**SUPPLIED DATA:**

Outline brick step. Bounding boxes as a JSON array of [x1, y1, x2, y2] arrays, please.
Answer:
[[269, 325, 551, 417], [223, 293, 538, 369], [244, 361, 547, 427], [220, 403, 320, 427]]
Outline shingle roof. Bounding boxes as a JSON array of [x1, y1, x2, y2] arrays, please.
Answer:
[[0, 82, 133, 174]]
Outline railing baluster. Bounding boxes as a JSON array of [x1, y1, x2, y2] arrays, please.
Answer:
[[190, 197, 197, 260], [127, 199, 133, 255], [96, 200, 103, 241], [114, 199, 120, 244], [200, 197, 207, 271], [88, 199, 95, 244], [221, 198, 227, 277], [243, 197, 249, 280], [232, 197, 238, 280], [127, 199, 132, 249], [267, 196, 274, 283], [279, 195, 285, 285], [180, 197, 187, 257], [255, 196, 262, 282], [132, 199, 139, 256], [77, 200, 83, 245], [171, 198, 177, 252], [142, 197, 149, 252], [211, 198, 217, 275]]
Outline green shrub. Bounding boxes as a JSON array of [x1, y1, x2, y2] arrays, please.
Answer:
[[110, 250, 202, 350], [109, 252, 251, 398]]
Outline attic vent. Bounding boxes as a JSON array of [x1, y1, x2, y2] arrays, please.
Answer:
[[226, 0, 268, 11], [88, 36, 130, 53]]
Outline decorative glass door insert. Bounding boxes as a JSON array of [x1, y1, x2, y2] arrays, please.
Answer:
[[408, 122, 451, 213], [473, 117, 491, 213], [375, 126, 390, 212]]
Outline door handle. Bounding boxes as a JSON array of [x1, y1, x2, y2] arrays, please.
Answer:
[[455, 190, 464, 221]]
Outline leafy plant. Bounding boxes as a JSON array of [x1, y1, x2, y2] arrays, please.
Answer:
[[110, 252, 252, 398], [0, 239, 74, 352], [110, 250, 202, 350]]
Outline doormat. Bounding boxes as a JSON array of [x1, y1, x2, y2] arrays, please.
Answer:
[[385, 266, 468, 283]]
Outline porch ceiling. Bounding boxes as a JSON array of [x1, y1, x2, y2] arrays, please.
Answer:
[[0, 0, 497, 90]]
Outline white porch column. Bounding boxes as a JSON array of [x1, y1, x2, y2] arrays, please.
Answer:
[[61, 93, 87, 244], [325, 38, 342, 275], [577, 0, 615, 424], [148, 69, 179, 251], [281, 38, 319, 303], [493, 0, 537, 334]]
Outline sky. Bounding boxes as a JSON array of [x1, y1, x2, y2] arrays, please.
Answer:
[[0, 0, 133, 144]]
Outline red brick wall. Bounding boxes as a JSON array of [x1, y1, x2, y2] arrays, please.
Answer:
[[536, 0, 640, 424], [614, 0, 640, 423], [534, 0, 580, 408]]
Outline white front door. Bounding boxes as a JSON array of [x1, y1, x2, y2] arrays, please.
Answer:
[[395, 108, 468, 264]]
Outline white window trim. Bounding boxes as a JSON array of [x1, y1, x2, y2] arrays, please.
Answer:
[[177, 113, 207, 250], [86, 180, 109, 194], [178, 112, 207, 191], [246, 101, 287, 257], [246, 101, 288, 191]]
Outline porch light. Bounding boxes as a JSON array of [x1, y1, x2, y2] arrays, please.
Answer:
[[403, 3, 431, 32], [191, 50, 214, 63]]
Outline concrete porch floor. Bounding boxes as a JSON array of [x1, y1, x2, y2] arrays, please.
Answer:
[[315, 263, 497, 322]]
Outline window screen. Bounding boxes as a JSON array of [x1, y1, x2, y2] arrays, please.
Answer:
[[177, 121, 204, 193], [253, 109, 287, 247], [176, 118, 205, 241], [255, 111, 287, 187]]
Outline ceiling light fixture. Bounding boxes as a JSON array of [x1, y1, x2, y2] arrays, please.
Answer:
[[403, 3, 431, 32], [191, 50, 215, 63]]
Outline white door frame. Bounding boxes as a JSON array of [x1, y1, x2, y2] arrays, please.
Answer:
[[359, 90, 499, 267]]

==

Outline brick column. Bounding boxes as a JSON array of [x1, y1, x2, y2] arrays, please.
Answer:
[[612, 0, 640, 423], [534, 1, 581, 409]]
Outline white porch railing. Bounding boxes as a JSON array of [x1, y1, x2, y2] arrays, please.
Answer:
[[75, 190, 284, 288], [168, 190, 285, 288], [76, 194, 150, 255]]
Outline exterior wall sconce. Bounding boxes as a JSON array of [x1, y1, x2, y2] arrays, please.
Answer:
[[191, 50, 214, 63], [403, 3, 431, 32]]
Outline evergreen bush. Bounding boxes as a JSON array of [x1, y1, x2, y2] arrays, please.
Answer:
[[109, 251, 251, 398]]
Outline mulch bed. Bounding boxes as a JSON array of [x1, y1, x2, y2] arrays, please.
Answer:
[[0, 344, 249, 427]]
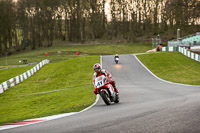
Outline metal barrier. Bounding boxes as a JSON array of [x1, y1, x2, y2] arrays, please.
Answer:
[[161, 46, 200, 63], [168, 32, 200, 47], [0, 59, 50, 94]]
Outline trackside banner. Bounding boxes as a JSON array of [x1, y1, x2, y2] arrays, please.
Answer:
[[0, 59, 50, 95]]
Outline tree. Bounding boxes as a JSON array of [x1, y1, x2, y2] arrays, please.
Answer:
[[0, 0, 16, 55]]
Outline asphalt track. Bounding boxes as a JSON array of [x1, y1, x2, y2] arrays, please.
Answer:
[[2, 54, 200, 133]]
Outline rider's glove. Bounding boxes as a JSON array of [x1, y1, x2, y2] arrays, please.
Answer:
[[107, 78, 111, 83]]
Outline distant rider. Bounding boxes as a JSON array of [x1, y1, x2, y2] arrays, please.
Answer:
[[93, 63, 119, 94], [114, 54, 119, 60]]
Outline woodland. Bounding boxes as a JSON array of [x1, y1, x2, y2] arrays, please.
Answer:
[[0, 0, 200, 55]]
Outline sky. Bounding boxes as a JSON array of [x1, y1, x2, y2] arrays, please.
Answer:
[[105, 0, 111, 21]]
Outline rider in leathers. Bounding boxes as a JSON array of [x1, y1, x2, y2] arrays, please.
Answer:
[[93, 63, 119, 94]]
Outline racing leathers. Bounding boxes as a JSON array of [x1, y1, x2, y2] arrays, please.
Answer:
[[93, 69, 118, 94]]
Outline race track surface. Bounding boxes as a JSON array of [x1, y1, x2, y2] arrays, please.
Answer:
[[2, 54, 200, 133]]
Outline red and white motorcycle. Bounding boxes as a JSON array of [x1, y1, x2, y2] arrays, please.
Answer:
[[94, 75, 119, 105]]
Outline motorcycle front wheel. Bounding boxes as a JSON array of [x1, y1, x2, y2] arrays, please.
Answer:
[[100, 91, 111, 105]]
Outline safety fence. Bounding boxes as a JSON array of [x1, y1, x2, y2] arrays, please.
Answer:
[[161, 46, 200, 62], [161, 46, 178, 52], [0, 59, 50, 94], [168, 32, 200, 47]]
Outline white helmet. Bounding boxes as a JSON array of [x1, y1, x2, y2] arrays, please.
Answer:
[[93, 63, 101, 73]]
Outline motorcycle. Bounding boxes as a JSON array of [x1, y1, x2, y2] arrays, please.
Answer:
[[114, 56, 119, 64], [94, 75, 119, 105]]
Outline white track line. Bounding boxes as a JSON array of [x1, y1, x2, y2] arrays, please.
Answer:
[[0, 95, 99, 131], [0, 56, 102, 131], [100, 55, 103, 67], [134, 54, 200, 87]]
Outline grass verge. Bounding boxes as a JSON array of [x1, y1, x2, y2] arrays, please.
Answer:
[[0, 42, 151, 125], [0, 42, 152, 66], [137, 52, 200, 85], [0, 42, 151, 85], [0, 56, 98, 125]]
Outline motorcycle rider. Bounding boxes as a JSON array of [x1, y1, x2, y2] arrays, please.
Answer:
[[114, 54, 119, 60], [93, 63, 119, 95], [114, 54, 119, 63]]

**TASK GOAL:** Every line containing the string "front" should be pulled from the listing and copied.

**FINISHED TASK:**
Outline white front door. Bounding boxes as a JSON array of [x1, y1, x2, y2] arrays, please.
Outline motorcycle front wheel. Bounding boxes as a JSON array of [x1, y1, x2, y2] arrays, please.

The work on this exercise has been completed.